:: Instruction ::
Write out the British pop forum thread word for word, everything from "Two films which" down to "(Jun 26, 2008)".

:: Text to read ::
====

According to legend, the harmonica intro to "Love Me Do" came about because of the popularity/sales of "I Remember You" (which started with a very similar harmonica line). Someone in the studio at Parlophone, or wherever insisted that the harmonica opening be inserted, so John played it.

Two films which sort of capture the entire era in British pop from about 1962-68 are "That'll Be the Day", and "Stardust", both featuring singer David Essex, as well as a bunch of British well-knowns like Keith Moon, Ringo Starr, Adam Faith (whose song "It's Alright" is one of the singularly greatest British singles of the mid-1960's, and the sort of thing I'm surprised the Ramones never covered YouTube - It's Alright - Adam Faith and The Roulettes ), Dave Edmunds, and undoubtedly many others whose names I don't recognize.

Actually, "That'll Be the Day" and "Backbeat", the film about the Beatles' time in Hamburg, would make a nice double bill for a lazy Saturday afternoon.


----------



## snacker (Jun 26, 2008)

mine in sequential order

beatles
the jam & sex pistols
the smiths & the cure
radiohead & travis
elbow


----------



## Robert1950 (Jan 21, 2006)

The British Invasion ends with the beginning of th Pyschedelic era IMO. So, a band like Zep wouldn't count.


----------

====

:: Provided data ::
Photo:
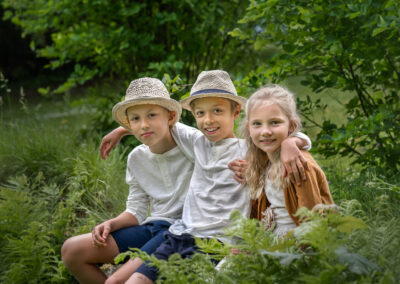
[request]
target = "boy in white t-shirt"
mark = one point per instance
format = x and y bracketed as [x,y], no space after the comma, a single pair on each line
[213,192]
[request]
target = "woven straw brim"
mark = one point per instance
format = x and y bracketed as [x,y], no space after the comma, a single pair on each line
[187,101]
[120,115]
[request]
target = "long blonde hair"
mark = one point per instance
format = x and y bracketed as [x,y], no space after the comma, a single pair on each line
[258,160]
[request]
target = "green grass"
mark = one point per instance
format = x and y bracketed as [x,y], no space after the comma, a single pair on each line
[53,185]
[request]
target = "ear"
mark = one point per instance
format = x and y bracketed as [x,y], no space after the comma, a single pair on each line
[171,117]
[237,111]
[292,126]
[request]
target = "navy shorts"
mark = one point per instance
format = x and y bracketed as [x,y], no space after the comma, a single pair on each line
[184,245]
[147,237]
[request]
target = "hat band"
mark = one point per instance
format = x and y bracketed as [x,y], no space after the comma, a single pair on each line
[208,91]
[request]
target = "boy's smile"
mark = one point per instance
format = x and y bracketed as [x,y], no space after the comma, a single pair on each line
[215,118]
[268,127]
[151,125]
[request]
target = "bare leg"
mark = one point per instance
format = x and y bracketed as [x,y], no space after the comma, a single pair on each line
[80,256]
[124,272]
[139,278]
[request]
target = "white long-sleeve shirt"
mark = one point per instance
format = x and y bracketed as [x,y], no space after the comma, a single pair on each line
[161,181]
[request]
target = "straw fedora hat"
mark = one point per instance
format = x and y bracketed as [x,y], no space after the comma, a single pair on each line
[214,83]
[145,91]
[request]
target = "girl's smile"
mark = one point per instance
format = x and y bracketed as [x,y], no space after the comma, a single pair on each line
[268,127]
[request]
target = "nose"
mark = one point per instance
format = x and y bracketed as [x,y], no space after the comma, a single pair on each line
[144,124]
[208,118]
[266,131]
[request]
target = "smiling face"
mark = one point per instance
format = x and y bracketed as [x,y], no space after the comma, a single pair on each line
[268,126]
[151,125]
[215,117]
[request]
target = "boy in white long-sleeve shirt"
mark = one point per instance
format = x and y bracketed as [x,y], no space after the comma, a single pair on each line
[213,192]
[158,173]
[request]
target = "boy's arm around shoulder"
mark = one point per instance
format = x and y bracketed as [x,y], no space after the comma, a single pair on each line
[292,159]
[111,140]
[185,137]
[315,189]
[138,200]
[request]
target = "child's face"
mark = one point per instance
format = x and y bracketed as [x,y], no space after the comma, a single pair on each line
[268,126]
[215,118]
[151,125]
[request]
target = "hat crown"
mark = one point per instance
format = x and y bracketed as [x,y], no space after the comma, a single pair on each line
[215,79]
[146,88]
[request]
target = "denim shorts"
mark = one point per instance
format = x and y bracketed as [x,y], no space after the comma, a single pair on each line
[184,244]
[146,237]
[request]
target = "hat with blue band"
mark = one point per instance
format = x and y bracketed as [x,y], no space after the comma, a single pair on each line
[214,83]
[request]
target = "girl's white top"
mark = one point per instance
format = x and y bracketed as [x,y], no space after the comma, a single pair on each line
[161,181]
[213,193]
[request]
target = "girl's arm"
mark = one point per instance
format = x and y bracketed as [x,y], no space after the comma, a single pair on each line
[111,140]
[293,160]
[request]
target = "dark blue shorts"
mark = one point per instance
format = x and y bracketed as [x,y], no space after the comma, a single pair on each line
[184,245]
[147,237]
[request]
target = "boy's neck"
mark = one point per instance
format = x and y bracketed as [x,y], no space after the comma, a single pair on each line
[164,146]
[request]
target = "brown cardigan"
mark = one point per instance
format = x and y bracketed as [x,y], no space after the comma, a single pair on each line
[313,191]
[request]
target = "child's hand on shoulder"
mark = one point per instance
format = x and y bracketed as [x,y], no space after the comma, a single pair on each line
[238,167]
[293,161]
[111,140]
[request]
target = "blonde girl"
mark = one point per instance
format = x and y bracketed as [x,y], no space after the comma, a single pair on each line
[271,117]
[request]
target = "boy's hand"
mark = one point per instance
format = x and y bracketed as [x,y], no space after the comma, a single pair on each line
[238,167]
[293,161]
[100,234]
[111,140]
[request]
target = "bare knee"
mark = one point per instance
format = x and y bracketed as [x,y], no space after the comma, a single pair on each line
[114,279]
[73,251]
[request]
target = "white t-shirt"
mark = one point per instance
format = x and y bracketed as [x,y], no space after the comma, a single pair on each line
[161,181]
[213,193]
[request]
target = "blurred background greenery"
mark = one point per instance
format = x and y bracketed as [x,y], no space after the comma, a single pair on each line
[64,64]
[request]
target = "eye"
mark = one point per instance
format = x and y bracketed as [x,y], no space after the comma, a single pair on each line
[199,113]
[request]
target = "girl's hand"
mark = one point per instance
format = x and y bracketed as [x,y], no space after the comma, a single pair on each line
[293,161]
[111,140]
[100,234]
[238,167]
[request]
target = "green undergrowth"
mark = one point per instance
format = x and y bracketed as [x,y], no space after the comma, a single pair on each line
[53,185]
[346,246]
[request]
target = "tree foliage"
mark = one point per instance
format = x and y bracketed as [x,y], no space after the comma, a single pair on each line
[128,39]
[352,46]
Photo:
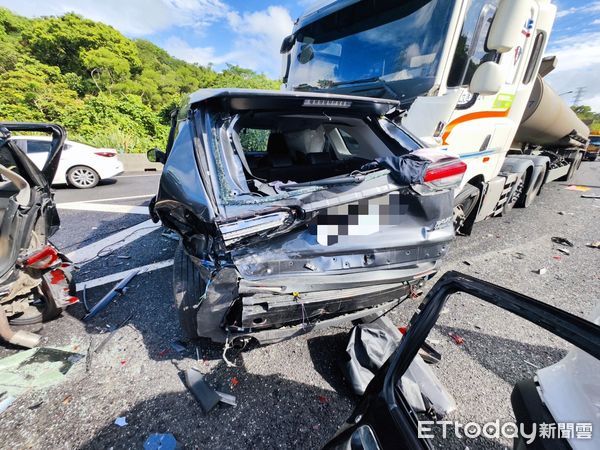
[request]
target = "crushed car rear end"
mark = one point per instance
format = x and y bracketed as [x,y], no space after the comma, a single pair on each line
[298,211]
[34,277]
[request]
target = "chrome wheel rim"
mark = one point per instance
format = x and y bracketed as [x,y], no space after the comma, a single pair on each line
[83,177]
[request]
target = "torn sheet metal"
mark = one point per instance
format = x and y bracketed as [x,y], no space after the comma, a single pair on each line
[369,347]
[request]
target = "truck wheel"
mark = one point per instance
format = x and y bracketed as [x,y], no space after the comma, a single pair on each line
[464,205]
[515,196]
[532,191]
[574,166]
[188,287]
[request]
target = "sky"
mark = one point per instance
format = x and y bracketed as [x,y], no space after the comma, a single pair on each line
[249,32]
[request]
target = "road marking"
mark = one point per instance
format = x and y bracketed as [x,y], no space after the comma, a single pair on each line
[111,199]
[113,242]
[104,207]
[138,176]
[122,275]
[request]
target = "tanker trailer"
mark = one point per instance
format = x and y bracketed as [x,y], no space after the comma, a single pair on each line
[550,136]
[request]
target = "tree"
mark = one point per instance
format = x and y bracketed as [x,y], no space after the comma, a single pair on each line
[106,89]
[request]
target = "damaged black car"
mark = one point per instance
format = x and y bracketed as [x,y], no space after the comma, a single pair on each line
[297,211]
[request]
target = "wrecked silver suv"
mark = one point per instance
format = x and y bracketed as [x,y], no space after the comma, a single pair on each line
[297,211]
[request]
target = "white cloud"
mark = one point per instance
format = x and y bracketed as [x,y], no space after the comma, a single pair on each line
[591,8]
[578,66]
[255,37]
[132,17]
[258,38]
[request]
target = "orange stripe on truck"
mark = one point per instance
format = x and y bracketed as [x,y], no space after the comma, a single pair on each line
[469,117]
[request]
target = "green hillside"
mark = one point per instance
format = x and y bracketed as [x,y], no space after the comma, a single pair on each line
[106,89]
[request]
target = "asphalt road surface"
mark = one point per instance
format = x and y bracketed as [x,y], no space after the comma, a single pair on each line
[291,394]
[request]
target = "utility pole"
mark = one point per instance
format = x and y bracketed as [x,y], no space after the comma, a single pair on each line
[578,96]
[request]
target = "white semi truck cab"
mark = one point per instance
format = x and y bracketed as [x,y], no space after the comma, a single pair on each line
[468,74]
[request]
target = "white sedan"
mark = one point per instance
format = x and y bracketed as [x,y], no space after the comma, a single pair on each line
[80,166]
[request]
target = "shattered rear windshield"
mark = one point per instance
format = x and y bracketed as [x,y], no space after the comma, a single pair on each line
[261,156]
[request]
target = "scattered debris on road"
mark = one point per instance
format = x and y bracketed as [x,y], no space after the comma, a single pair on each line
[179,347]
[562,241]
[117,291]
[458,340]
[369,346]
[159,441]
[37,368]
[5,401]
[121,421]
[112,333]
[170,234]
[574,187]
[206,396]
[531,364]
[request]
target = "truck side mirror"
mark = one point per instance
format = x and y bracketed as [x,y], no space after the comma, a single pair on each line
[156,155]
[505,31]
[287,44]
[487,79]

====

:: Task output ::
Two films which sort of capture the entire era in British pop from about 1962-68 are "That'll Be the Day", and "Stardust", both featuring singer David Essex, as well as a bunch of British well-knowns like Keith Moon, Ringo Starr, Adam Faith (whose song "It's Alright" is one of the singularly greatest British singles of the mid-1960's, and the sort of thing I'm surprised the Ramones never covered YouTube - It's Alright - Adam Faith and The Roulettes ), Dave Edmunds, and undoubtedly many others whose names I don't recognize.

Actually, "That'll Be the Day" and "Backbeat", the film about the Beatles' time in Hamburg, would make a nice double bill for a lazy Saturday afternoon.


----------



## snacker (Jun 26, 2008)